• [STATED TASK A] Locate every line in the records that contains the word "wagon", and copy each of those lines.

• [DOCUMENT]
-=-=-=-=-

The energy of an electron in first Bohr's orbit of H atom is $$-13.6$$ eV. The energy value of electron in the first excited state of Li$$^{2+}$$ is:

The energy of an electron in a hydrogen-like atom is given by the formula:

$$ E_n = -\frac{13.6 Z^2}{n^2} \text{ eV} $$

where $$ E_n $$ is the energy in electron volts (eV), $$ Z $$ is the atomic number, and $$ n $$ is the principal quantum number.

For the hydrogen atom (H), the given energy in the first Bohr's orbit (where $$ n = 1 $$) is -13.6 eV. Since hydrogen has $$ Z = 1 $$, this matches the formula: $$ E_1 = -\frac{13.6 \times 1^2}{1^2} = -13.6 \text{ eV} $$.

-=-=-=-=-

• [SUPPLIED DATA]
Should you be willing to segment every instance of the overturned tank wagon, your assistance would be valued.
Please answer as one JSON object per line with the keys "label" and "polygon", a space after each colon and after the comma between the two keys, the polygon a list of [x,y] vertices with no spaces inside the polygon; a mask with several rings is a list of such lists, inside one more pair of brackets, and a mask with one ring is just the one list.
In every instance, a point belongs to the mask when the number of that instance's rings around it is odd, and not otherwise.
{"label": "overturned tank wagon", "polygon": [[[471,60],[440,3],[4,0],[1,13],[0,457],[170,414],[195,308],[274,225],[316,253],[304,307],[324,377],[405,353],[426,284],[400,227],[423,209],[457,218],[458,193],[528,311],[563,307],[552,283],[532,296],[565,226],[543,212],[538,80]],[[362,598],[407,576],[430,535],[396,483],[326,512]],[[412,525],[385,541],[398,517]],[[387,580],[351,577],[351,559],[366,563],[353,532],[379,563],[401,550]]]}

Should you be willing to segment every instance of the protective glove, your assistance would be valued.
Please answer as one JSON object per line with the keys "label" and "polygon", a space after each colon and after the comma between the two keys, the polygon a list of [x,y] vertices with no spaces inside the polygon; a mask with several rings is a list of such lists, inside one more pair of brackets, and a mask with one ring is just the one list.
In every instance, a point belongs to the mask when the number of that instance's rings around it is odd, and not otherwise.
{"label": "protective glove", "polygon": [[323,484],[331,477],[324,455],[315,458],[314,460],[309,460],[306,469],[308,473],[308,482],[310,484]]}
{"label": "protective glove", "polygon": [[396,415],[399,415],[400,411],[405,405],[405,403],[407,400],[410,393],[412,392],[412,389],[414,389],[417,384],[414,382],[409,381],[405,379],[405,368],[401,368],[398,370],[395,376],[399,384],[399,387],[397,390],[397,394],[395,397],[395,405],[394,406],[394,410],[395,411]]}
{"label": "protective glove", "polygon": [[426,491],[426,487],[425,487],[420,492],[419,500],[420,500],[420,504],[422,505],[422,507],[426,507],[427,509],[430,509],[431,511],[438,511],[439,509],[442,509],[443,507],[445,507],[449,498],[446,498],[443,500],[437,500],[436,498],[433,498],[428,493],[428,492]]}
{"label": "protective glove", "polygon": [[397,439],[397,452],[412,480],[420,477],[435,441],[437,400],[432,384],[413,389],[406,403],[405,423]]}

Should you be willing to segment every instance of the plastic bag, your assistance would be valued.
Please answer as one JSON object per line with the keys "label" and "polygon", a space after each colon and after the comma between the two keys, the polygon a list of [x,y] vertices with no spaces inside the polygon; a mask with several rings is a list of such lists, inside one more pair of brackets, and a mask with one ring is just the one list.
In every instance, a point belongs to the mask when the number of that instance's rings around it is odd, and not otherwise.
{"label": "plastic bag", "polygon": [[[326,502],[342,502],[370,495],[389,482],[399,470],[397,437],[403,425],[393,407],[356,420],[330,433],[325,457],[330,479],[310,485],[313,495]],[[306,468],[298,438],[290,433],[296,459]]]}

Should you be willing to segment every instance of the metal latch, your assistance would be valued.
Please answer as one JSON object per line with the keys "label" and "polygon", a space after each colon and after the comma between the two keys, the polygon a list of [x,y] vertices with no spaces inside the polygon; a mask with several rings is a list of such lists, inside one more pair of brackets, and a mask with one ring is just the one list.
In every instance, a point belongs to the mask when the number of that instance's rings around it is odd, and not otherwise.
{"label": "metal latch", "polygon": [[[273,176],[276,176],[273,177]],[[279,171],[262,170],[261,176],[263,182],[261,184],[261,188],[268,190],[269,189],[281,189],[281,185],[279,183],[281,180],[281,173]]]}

-=-=-=-=-

• [STATED TASK B] In the passage on electron energy in hydrogen-like atoms, what quantity does $$ Z $$ represent in the energy formula?

• [ANSWER A]
Should you be willing to segment every instance of the overturned tank wagon, your assistance would be valued.
{"label": "overturned tank wagon", "polygon": [[[471,60],[440,3],[4,0],[1,13],[0,457],[170,414],[195,308],[274,225],[316,253],[304,307],[324,377],[405,353],[426,284],[400,227],[423,209],[457,218],[458,193],[528,311],[563,307],[552,283],[532,296],[565,226],[543,212],[538,80]],[[362,598],[407,576],[430,535],[396,483],[326,512]],[[412,525],[385,541],[398,517]],[[387,580],[351,577],[351,559],[366,563],[353,532],[379,563],[401,550]]]}

• [ANSWER B] The atomic number.